**EXTRAIT CHOISI**
++++++++

Comme de coutume, un petit supplément gratuit pour les lecteurs.
La
bataille d'Aix-la-Chapelle est rapidement devenue une référence
dans le cadre de l'étude du MOUT (Military
Operations in Urban Terrain) au sein de l'armée
américaine. Les extraits ci-dessous sont tirés de documents publiés
par l'association du 26th IR, eux-mêmes issus de rapports
écrits par les principaux officiers de l'unité ayant mené les
combats d'Aix-la-Chapelle et de documents officiels.
La
1st Infantry Division (ID), qui mène
la poursuite du VIIth Corps sur le flanc gauche en direction
de la frontière allemande, pénètre le Westwall le 12
septembre 1944 autour d'Aix-la-Chapelle, le même jour que la 3rd
Armored Division (AD) sur le flanc droit. Le 26th
Infantry Regiment (IR) de la 1st ID est alors divisé
en deux : le 1st Battalion
accompagne la Task Force Hogan de la 3rd AD, et le
Regimental Combat Team sert de réserve à la division et
protège le flanc nord. Le 13 septembre, le 26th IR reçoit
l'ordre d'attaquer le secteur au sud-est de la ville, pour permettre
aux 16th et 18th IR de se déplacer plus à
l'est, et de percer au nord vers Ellendorf et Verlautenheide. Mais la
résistance allemande se durcit. Il faudra en fait plus d'un mois
pour encercler Aix-la-Chapelle et en venir à bout, le 26th
IR se chargeant du combat de rues pour nettoyer la ville.
Mason
(chef d'état-major de la 1st ID) :
Le désir militaire non satisfait de pousser pour s'emparer de la
ville a été l'une de nos plus grandes frustrations. Au nord,
l'épopée du maréchal Montgomery pendant l'opération Market-Garden
se termine en échec. En outre, nous sommes désormais trop éloignés
de notre base logistique, en Normanie . Nous manquons d'essence,
de munitions, notre progression ralentit chaque jour et l'artillerie
lourde ne tire plus que quelques obus. Une division d'infanterie
comme la nôtre requiert pas moins de 600 tonnes d'approvisionnement
par jour pour être opérationnelle ! Les généraux
américains, Bradley, Patton, Hodges, pestent contre le détournement
de la logistique en faveur de Market-Garden : mais en
réalité, nous n'avons ni la cohésion nécessaire après la
poursuite, ni le soutien logistique pour attaquer correctement la
ligne Siegfried. Nous montons donc des « reconnaissances
en force », de la taille du bataillon, pour sonder les
premières défenses. Certaines réussissent à trouver des brèches,
tout simplement parce que les Allemands n'ont pas installé de
troupes sur les positions défensives. Mais ces pénétrations ne
sont pas exploitées, et la défense allemande se renforce. De
l'artillerie, des chars arrivent progressivement et pour la première
fois depuis longtemps nous sommes pilonnés régulièrement. La pluie
qui commence à tomber n'arrange évidemment rien à nos affaires.

++++++++

**CONSIGNES**
Prolongez le récit de la bataille d'Aix-la-Chapelle à partir de sa dernière phrase.

++++++++

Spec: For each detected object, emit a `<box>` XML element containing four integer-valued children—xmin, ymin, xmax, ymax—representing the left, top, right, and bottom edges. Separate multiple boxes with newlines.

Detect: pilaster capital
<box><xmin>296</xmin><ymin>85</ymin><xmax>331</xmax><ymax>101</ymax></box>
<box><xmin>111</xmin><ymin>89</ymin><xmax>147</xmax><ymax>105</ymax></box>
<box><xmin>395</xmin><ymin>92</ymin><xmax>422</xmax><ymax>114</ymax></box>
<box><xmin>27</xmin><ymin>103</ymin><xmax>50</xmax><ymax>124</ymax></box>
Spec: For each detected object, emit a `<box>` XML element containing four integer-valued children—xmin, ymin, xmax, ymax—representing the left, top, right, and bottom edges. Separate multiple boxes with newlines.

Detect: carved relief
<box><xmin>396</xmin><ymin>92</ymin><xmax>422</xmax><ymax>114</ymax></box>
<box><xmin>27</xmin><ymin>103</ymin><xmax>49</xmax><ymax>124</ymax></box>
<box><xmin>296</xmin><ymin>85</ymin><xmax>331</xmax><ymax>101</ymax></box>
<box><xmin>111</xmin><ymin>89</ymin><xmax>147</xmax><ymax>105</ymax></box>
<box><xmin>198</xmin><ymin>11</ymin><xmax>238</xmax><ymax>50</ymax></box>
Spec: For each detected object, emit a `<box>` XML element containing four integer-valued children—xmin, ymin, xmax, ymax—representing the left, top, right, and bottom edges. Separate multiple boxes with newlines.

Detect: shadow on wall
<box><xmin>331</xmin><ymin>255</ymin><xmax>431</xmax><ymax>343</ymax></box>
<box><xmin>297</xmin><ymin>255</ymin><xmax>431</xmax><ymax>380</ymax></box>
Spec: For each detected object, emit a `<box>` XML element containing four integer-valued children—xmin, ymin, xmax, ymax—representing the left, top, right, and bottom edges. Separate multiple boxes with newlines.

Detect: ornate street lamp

++++++++

**RÉPONSE RÉDIGÉE**
Le
bataillon du génie de notre division est l'une des unités les plus
efficaces que j'ai jamais vues. Son commandant est le
lieutenant-colonel Bill Gara. A l'ouest d'Aix-la-Chapelle, lors de
notre première attaque, nous avons récupéré deux tramways
abandonnés sur les rails au bout de la ligne. Gara vient alors me
voir pour me parler de l'utilisation, par les Allemands, de petits
chars télécommandés bourrés d'explosifs lancés contre nos
troupes, qui d'ailleurs n'atteignent que rarement leur cible. Les
Allemands les avaient baptisés « Goliaths ». Gara
veut améliorer l'idée. Ayant découvert un dépôt allemand de
mines Teller et autres explosifs, il pense charger les tramways avec
deux tonnes de ces engins et les précipiter dans Aix-la-Chapelle
avec un détonateur à retardement. Je lui donne mon accord. Après
l'avoir ainsi lesté, les sapeurs poussent le tramway avec un
bulldozer. Le tramway commence sa descente, plus lentement que Gara
l'escomptait. Des Allemands commencent à tirer au fusil sur l'engin.
Finalement, à mi chemin entre nos lignes et leurs, le tramway
explose.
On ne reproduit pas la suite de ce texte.